**What needs to be done**: Give the lines of the material from the one containing "Indicate one point per instance of the rippled" through the end of the material as a numbered list, leaving out blank lines.

Coordinate annotation records:

** Start **

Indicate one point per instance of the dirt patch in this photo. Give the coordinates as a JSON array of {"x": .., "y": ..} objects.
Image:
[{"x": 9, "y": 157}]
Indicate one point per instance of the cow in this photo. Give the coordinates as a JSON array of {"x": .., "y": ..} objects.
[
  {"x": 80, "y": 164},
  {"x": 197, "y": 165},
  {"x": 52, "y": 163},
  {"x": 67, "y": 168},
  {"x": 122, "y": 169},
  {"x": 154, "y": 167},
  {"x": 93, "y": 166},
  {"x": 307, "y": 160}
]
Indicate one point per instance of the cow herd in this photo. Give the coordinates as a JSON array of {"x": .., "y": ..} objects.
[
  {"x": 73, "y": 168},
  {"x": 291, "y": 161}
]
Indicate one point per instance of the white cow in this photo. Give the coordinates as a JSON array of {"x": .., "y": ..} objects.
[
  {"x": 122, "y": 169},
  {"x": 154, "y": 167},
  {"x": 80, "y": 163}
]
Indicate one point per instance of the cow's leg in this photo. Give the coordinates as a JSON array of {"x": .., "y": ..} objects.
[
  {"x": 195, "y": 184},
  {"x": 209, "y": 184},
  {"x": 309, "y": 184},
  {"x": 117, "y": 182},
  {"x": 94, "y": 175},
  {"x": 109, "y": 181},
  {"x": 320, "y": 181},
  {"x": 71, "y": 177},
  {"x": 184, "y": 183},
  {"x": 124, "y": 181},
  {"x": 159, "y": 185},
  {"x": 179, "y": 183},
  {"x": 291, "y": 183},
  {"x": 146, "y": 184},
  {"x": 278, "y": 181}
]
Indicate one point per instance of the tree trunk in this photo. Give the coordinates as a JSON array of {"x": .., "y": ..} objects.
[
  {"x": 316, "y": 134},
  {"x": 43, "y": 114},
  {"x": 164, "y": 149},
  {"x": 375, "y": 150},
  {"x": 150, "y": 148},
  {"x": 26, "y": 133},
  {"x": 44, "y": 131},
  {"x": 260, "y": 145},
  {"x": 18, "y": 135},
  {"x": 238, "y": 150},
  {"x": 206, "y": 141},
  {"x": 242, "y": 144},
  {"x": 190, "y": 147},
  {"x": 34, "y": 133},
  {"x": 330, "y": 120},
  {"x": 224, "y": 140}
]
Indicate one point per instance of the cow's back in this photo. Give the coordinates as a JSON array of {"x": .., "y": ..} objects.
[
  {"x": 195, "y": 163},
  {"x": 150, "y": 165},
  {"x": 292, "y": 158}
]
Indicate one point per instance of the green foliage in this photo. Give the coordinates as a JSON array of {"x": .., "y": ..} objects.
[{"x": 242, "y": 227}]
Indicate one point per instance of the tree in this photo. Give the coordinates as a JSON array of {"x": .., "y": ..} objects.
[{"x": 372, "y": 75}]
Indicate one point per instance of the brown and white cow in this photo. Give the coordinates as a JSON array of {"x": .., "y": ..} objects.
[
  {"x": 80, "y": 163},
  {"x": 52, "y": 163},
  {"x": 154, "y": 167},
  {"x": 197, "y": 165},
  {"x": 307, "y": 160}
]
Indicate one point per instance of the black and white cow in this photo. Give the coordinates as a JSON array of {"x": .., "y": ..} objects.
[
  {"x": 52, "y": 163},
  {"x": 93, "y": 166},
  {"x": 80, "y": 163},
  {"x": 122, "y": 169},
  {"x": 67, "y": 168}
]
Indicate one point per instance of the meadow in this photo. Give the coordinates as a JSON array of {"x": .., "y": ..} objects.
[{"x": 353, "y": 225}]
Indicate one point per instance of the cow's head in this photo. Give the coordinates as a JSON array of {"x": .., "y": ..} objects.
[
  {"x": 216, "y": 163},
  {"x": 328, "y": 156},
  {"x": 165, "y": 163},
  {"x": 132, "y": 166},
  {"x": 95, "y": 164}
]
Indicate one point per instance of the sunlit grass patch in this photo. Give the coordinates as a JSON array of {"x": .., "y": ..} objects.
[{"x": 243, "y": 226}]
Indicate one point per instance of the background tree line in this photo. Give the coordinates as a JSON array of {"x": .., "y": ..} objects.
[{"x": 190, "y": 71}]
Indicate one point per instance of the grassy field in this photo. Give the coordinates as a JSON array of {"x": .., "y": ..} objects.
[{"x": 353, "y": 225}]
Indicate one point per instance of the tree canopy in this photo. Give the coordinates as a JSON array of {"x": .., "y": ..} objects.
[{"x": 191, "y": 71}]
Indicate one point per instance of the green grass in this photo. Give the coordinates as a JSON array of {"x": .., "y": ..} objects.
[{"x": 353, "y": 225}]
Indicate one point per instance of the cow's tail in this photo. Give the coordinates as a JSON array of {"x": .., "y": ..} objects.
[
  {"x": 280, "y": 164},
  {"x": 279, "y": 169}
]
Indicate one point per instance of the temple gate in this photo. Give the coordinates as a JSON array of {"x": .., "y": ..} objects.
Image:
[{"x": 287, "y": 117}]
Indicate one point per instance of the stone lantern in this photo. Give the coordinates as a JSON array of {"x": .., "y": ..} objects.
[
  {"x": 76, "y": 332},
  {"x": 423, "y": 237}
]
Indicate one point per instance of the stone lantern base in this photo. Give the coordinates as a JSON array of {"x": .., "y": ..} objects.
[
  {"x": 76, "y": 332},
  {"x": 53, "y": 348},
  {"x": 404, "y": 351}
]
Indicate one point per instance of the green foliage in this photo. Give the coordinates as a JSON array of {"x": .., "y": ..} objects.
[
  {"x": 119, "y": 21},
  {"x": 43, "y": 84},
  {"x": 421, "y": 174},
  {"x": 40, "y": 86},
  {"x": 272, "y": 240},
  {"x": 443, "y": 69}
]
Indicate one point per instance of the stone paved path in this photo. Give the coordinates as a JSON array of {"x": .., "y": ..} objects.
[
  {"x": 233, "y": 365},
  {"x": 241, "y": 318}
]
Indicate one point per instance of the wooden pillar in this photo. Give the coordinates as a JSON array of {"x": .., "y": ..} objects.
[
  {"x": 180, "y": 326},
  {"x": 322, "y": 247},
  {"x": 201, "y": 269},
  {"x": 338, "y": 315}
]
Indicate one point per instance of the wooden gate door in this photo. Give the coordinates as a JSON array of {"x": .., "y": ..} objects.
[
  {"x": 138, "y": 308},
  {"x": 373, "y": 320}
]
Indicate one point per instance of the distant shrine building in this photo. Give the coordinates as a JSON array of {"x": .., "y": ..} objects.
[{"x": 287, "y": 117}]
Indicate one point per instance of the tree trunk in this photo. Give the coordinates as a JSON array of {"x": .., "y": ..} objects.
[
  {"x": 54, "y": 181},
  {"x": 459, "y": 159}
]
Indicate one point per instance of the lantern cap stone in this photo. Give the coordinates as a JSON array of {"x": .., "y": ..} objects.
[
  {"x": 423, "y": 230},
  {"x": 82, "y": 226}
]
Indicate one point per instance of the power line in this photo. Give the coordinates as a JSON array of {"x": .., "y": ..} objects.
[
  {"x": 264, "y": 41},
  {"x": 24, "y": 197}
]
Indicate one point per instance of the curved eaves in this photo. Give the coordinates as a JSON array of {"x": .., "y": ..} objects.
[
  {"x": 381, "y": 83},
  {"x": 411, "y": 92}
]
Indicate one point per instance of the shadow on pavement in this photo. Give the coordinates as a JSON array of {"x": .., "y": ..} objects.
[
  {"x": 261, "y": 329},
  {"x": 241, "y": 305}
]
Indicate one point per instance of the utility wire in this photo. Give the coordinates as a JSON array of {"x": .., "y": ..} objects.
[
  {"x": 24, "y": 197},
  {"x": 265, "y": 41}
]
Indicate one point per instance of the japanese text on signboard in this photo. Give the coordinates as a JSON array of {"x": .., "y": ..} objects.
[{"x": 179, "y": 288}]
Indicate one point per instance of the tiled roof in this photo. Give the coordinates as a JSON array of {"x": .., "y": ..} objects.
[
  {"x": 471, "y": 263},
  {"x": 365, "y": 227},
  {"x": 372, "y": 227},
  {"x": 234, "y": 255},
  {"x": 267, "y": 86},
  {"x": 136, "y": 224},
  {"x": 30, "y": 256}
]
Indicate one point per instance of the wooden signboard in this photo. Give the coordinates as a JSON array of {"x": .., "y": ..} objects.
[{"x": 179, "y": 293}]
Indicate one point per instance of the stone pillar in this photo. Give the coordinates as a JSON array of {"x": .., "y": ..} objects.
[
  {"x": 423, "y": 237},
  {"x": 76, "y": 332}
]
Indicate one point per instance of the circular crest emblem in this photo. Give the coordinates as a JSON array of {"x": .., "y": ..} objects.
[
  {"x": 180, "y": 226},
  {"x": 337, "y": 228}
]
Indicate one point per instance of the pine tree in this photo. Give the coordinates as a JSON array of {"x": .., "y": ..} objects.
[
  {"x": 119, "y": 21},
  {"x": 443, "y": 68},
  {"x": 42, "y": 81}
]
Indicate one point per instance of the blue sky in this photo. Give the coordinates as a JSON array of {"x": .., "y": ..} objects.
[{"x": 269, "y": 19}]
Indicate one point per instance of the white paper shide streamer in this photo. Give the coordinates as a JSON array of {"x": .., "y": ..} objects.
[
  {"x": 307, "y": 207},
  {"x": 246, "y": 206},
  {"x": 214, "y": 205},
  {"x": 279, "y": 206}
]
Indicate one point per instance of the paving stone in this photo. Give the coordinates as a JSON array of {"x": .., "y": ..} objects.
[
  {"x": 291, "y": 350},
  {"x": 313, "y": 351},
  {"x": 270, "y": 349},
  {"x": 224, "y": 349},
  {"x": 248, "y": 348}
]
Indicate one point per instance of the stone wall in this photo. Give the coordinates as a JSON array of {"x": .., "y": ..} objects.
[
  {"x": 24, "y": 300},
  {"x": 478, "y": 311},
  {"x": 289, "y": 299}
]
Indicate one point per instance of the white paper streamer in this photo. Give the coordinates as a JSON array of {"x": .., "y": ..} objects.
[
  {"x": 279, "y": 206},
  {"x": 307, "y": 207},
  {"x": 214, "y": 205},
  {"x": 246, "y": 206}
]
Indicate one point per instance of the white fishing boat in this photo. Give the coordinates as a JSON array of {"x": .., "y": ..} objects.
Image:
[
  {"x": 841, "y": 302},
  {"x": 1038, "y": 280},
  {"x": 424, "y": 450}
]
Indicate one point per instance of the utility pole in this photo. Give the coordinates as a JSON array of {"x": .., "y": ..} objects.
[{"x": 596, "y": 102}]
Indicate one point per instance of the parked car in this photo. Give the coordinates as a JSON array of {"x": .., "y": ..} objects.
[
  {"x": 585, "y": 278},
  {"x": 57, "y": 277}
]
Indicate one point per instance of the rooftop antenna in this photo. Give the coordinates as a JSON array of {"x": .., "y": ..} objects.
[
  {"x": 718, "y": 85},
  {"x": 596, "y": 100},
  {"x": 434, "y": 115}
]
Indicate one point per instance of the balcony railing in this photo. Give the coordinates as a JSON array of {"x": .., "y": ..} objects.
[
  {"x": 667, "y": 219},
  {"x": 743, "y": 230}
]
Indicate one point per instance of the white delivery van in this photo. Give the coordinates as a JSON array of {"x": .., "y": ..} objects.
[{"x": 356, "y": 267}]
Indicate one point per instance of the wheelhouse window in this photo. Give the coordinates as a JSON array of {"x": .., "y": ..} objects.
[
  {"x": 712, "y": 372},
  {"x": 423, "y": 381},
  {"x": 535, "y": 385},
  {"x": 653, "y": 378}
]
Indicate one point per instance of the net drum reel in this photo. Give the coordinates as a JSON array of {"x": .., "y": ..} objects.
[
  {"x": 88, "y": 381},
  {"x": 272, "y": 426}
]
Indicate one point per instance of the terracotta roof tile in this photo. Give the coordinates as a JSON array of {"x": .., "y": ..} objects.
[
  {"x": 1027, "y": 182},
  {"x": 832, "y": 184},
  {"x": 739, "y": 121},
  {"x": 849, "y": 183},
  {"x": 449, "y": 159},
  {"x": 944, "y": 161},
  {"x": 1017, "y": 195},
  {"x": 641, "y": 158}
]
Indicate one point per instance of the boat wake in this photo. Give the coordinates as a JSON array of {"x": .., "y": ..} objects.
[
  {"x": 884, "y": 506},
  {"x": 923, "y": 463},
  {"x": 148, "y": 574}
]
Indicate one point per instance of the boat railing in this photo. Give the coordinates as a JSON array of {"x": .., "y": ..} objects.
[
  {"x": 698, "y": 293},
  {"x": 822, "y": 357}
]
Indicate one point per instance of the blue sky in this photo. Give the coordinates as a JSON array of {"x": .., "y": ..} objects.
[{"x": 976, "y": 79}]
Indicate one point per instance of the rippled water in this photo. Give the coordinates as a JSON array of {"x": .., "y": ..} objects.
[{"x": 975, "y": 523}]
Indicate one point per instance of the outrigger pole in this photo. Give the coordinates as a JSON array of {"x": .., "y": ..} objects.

** End **

**Result for this task**:
1. Indicate one point per instance of the rippled water in this photo. Give the coordinates as a JSON array of {"x": .., "y": ..} objects.
2. [{"x": 975, "y": 523}]
3. Indicate one point per instance of the outrigger pole in this photo. Give the coordinates as a JSON array of {"x": .., "y": ..} objects.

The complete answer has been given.